[Collected data]
-*-*-

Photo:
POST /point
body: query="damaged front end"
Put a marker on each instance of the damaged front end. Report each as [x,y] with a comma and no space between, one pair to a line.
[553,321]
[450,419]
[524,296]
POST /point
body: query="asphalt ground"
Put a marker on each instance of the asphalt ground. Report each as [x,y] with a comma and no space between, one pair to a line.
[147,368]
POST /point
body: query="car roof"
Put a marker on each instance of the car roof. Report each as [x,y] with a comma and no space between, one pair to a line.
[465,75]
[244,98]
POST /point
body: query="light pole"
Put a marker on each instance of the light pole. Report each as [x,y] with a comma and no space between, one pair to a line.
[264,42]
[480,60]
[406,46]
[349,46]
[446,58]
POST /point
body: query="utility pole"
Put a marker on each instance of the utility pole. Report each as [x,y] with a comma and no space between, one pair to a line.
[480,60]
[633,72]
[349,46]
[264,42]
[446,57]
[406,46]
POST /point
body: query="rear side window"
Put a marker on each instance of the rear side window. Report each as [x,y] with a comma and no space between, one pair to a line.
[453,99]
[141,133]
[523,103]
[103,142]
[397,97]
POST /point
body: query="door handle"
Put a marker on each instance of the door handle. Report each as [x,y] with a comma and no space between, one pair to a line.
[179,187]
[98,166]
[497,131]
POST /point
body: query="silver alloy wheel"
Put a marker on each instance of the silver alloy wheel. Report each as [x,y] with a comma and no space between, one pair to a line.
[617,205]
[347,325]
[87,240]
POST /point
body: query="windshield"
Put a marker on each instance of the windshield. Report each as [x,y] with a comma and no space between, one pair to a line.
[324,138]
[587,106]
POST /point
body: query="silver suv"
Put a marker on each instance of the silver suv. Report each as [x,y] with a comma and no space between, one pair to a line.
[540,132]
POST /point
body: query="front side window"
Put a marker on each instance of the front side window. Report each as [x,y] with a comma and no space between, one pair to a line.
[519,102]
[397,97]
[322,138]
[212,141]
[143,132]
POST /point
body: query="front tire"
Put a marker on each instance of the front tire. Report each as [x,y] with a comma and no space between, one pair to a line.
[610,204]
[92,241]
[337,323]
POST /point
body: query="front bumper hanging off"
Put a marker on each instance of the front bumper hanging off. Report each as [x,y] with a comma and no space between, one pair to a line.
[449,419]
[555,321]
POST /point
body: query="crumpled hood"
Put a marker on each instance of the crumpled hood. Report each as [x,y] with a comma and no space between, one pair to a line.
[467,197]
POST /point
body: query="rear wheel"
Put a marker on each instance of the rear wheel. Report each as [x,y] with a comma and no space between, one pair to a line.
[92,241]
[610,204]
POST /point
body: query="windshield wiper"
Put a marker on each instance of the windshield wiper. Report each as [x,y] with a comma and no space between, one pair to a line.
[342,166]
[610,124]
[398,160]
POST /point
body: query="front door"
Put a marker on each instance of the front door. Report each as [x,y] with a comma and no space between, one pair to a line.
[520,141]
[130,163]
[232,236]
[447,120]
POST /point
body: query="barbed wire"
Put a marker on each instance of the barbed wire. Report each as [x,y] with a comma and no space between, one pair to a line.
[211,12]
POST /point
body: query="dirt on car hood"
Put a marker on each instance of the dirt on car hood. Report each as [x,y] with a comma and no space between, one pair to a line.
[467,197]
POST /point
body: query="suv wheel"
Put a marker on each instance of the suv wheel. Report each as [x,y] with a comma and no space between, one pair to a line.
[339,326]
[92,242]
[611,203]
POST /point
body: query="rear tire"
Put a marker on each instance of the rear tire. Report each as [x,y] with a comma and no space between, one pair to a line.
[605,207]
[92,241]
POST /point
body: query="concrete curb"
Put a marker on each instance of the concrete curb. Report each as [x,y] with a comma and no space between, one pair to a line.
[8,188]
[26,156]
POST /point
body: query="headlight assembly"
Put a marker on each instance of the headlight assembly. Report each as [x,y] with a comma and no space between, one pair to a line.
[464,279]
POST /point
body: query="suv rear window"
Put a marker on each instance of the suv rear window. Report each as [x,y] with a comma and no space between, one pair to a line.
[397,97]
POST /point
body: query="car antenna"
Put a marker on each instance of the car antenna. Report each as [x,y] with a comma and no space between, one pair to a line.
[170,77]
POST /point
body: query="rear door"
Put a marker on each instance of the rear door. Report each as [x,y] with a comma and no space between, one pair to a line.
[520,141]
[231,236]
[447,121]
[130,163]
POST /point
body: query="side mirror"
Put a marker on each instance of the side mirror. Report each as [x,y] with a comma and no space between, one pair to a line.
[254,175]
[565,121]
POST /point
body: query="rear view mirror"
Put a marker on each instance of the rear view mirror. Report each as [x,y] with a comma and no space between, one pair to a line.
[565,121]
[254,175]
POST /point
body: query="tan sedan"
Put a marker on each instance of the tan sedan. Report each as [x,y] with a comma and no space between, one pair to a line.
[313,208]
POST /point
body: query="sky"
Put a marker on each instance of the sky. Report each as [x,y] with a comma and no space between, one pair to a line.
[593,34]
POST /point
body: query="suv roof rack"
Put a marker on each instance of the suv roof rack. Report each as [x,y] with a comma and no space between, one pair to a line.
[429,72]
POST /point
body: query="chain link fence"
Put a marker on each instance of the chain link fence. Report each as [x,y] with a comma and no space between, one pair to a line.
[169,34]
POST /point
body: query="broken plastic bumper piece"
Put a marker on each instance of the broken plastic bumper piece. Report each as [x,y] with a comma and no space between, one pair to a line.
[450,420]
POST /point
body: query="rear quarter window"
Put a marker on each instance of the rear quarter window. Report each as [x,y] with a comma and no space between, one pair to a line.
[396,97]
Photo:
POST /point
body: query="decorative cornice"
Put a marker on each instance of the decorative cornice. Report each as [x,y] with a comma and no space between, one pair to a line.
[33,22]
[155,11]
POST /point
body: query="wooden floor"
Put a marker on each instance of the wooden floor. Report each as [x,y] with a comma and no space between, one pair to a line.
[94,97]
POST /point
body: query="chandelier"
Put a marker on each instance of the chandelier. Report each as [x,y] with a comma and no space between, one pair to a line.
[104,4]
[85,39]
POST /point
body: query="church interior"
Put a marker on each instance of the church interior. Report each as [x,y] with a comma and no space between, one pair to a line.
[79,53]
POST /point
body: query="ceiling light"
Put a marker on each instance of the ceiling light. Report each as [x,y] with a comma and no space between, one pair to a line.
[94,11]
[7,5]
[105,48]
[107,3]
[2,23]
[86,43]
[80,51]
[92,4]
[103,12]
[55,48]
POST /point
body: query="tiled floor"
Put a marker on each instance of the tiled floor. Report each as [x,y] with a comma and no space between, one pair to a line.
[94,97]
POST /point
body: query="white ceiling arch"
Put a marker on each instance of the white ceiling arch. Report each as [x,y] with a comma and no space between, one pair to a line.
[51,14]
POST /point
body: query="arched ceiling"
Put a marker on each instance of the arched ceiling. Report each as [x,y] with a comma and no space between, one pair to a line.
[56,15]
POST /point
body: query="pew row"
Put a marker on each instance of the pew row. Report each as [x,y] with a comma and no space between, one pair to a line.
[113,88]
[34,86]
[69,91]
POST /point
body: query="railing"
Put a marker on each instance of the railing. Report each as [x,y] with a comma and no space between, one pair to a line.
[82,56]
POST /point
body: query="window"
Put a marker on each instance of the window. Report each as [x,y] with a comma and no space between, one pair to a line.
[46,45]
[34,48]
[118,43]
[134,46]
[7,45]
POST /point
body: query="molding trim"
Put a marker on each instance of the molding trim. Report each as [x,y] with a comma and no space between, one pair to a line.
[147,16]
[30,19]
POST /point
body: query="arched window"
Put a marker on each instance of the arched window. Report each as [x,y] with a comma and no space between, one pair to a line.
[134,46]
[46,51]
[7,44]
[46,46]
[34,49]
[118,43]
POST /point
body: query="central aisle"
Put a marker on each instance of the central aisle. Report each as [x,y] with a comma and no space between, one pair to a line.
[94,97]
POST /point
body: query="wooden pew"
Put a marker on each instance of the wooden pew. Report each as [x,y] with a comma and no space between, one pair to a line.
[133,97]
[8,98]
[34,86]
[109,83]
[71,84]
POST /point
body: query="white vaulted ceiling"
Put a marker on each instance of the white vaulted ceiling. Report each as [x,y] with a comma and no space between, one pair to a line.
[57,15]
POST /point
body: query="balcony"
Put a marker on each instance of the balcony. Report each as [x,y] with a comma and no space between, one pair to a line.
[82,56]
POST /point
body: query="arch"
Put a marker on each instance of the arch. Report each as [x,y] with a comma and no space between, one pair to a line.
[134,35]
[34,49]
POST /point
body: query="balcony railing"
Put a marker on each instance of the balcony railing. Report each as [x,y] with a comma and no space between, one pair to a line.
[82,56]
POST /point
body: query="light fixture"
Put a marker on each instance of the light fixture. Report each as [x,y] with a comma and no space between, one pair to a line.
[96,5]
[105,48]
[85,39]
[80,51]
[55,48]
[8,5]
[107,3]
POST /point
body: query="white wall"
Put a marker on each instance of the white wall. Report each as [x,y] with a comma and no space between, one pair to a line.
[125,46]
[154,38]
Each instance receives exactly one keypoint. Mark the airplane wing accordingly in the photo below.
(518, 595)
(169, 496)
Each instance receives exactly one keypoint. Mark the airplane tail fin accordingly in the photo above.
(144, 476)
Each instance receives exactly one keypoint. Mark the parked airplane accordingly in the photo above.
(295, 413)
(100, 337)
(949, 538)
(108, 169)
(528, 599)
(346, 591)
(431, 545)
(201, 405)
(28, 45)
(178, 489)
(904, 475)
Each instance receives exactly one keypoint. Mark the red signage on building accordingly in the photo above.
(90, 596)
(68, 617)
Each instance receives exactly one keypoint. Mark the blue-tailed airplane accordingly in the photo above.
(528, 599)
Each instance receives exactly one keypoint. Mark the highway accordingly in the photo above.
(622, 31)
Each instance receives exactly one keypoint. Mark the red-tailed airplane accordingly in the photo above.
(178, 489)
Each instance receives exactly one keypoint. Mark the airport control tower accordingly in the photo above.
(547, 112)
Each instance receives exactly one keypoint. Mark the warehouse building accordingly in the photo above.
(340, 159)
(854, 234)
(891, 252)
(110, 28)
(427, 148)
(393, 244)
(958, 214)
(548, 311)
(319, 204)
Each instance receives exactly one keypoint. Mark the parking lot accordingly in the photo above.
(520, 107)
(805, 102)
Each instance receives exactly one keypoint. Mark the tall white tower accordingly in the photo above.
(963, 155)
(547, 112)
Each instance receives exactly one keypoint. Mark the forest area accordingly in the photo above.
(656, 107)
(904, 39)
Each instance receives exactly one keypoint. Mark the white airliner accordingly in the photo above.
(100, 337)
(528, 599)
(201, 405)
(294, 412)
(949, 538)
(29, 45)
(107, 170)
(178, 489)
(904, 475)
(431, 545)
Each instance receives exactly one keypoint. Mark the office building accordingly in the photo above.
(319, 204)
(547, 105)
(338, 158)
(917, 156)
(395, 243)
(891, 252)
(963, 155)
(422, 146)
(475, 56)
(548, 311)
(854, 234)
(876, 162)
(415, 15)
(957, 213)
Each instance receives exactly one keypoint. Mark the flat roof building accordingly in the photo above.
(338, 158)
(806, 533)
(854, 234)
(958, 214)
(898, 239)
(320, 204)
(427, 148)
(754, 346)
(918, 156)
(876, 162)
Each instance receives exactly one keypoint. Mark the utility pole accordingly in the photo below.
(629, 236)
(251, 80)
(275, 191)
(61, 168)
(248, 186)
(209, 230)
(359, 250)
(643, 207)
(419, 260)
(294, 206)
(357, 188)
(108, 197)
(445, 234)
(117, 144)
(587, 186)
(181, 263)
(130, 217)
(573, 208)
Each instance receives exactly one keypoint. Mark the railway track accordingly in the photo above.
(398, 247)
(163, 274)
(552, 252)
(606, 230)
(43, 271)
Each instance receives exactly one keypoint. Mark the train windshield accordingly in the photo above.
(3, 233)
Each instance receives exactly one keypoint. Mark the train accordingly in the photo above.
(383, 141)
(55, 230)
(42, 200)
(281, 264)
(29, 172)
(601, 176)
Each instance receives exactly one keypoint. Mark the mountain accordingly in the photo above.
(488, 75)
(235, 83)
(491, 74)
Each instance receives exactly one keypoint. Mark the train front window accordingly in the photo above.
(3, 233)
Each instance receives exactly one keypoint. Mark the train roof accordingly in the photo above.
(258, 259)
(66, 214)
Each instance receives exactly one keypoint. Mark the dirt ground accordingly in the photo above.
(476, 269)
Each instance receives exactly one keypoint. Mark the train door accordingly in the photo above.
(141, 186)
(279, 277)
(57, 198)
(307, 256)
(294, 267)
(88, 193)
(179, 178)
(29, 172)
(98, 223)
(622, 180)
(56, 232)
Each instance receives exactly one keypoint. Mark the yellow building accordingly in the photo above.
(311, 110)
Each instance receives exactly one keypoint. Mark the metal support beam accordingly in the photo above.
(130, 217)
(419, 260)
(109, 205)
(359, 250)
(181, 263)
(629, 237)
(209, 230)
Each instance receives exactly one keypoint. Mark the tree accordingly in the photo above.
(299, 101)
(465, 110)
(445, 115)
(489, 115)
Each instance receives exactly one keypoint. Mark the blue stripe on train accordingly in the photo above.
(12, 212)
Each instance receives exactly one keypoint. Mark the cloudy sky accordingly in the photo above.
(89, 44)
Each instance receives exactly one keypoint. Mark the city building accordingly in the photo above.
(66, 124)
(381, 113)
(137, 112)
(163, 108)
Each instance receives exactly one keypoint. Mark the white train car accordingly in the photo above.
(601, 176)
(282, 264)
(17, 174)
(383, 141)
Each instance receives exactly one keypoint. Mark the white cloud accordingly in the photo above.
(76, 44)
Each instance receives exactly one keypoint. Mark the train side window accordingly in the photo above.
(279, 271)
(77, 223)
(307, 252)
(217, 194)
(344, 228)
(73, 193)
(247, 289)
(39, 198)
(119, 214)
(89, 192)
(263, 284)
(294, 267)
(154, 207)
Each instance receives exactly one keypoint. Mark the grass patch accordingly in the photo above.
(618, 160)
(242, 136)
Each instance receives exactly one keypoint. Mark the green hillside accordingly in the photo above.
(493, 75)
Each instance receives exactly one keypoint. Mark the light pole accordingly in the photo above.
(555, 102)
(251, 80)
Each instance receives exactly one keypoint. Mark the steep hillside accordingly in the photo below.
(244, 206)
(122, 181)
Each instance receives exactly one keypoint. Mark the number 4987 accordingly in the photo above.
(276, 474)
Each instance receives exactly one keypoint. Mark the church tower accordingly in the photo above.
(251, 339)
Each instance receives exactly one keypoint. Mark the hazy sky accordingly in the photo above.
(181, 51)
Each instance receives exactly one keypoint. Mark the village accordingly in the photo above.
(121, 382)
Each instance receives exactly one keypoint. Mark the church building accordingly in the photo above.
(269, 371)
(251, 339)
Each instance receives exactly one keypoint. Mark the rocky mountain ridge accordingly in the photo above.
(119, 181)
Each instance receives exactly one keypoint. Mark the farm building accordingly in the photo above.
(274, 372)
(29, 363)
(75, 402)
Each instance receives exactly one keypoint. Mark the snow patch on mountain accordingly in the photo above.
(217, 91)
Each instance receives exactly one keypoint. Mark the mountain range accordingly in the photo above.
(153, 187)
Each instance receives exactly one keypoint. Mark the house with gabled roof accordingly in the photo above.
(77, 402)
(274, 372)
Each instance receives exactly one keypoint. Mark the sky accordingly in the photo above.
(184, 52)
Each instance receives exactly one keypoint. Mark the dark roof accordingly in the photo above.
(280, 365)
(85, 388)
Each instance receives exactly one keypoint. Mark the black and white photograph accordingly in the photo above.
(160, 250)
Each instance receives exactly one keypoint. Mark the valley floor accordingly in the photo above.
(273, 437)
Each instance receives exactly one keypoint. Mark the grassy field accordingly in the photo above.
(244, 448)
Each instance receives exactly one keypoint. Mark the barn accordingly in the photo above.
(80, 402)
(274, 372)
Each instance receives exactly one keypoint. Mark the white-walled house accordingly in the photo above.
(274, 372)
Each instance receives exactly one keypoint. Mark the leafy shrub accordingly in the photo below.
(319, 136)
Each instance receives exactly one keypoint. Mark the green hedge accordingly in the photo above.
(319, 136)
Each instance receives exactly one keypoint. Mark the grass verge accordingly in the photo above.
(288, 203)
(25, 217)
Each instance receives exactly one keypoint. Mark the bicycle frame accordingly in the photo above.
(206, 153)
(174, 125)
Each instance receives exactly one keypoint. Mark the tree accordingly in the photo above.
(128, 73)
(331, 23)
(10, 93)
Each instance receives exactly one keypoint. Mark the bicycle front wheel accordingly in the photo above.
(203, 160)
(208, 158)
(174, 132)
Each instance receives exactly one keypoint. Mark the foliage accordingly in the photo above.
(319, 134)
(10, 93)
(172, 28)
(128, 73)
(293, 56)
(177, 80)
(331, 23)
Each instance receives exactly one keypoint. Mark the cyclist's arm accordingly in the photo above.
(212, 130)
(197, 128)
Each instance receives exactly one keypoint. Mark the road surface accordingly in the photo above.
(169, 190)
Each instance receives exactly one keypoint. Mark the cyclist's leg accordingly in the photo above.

-*-*-

» Exercise prompt
Extract, exactly as they appear, the lines from the one containing "frame accordingly in the photo above." through the final line.

» Output of the exercise
Each instance receives exactly one keypoint. Mark the bicycle frame accordingly in the photo above.
(206, 153)
(174, 125)
Each instance receives exactly one keypoint. Mark the tree accordingly in the photo above.
(128, 73)
(331, 23)
(10, 93)
Each instance receives exactly one keypoint. Mark the bicycle front wheel accordingly in the photo above.
(203, 160)
(208, 158)
(174, 132)
Each instance receives exactly one keypoint. Mark the foliage accordingly in the photo above.
(319, 134)
(10, 93)
(172, 28)
(128, 73)
(293, 56)
(177, 80)
(331, 23)
Each instance receives exactly one keypoint. Mark the cyclist's arm accordingly in the photo above.
(212, 130)
(197, 128)
Each instance receives exactly one keypoint. Mark the road surface accordingly in the photo above.
(169, 190)
Each instance receives exactly one keypoint. Mark the cyclist's leg accordingly in the photo above.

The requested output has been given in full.